Beantworte die folgenden Fragen anhand der Seite über habitable Exoplaneten:
1. An welchem Institut arbeitet Joshua Tan?
2. Mit welcher Methode wurde Proxima Centauri b entdeckt?
3. In welchem Jahr stellte Enrico Fermi seine berühmte Frage, und wie lautete sie?
___ SEITE
Obwohl über die bereits entdeckten Exoplaneten kaum etwas wirklich bekannt ist, überschlagen sich die Medien regelmäßig mit Berichten über "bewohnbare Planeten" - Joshua Tan über die irrationalen Vorstellungen bezüglich habitabler Exoplaneten

Von Joshua Tan, Astronom am Instituto de Astrofísica, Universidad Católica de Chile

Exoplanet
Oben: Wann immer ein Planet in der habitablen Zone seines Sterns entdeckt wird, überschlagen sich die Berichte in den Medien, die von der Entdeckung eines erdähnlichen Planeten reden und künstlerische Darstellung eines solchen Planeten (wie hier) werden angefertigt, obwohl noch niemand diesen Planeten tatsächlich gesehen hat. Ein sehr gutes Beispiel hierfür ist die Entdeckung von Proxima Centauri b, der mit der Radialgeschwindigkeits- oder Wabbelmethode entdeckt wurde. D. h., man weiß gerade mal, daß er da ist, aber gesehen hat ihn noch niemand. (Abbildung: Space.com)
Im Jahr 1950 stellte der Physiker Enrico Fermi die berühmte Frage: "Wo sind sie?". Er wollte damit quasi darüber lamentieren, daß bis dahin durch Beobachtungen noch keine Beweise für die Existenz intelligenten außerirdischen Lebens erbracht worden waren. Heute wird die Frage immer noch gestellt, aber nun im Kontext der ständigen Erwartung, Welten, die unserer eigenen ähneln, zu entdecken, wohinter sich der Gedanke verbirgt, daß wir dann vielleicht, und nur vielleicht, auch endlich diese Außerirdischen finden werden.

Vor diesem Hintergrund haben die Fortschritte der letzten 20 Jahre auf dem Gebiet der Entdeckung von Exoplaneten die Vorstellungen von Wissenschaftlern und Enthusiasten gleichermaßen beflügelt.
______
___ DATENEINTRÄGE
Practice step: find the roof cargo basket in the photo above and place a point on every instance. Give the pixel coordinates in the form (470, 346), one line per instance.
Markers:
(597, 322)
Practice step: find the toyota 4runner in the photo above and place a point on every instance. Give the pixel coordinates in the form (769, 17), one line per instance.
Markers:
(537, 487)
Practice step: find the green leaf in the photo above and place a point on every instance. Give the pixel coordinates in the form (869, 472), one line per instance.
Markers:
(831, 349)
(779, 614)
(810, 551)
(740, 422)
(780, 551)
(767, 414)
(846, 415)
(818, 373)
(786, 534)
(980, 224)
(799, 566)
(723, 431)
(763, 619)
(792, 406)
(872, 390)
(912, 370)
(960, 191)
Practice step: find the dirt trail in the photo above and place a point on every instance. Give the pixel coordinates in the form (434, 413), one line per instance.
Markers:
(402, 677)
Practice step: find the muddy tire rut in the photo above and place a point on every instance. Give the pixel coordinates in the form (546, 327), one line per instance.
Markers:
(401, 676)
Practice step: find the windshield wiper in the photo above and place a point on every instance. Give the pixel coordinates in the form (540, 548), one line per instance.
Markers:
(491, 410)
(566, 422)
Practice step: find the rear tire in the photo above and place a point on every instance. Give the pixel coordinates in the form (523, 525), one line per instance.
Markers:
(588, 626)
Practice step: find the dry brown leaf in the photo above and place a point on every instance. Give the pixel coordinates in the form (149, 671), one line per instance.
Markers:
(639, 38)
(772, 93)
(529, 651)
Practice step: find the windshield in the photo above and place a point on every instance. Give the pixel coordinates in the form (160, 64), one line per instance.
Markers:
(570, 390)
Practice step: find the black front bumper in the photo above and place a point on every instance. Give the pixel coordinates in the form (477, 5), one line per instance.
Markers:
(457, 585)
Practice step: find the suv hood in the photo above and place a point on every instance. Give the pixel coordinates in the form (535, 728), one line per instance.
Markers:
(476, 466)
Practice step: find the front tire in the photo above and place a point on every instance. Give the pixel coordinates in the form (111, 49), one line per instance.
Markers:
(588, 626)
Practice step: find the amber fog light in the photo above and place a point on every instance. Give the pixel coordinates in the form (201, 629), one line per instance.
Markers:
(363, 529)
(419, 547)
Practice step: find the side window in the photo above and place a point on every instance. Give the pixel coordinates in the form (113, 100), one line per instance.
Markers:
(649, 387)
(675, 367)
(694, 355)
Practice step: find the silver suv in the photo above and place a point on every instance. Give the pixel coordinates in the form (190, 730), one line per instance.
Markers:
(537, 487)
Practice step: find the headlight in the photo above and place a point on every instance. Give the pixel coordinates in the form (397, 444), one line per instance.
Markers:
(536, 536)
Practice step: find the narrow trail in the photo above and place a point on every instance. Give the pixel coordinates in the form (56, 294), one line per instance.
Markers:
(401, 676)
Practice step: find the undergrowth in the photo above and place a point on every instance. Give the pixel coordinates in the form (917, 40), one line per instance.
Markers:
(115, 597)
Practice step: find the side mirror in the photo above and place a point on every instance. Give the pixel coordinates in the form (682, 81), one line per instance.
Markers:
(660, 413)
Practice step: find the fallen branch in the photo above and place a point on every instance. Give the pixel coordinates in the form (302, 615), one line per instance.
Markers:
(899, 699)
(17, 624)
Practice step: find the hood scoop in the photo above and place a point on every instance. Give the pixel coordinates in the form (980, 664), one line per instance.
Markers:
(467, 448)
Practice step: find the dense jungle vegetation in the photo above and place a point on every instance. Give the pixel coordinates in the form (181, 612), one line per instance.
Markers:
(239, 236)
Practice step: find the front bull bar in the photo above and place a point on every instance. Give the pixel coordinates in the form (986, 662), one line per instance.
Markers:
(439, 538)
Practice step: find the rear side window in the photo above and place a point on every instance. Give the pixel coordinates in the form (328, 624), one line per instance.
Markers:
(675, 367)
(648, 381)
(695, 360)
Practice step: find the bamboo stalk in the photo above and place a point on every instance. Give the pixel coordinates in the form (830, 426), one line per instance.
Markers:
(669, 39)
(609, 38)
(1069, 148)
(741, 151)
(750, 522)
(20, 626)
______
» LÖSUNG:
1. Am Instituto de Astrofísica, Universidad Católica de Chile.
2. Mit der Radialgeschwindigkeits- oder Wabbelmethode.
3. Im Jahr 1950; die Frage lautete: „Wo sind sie?“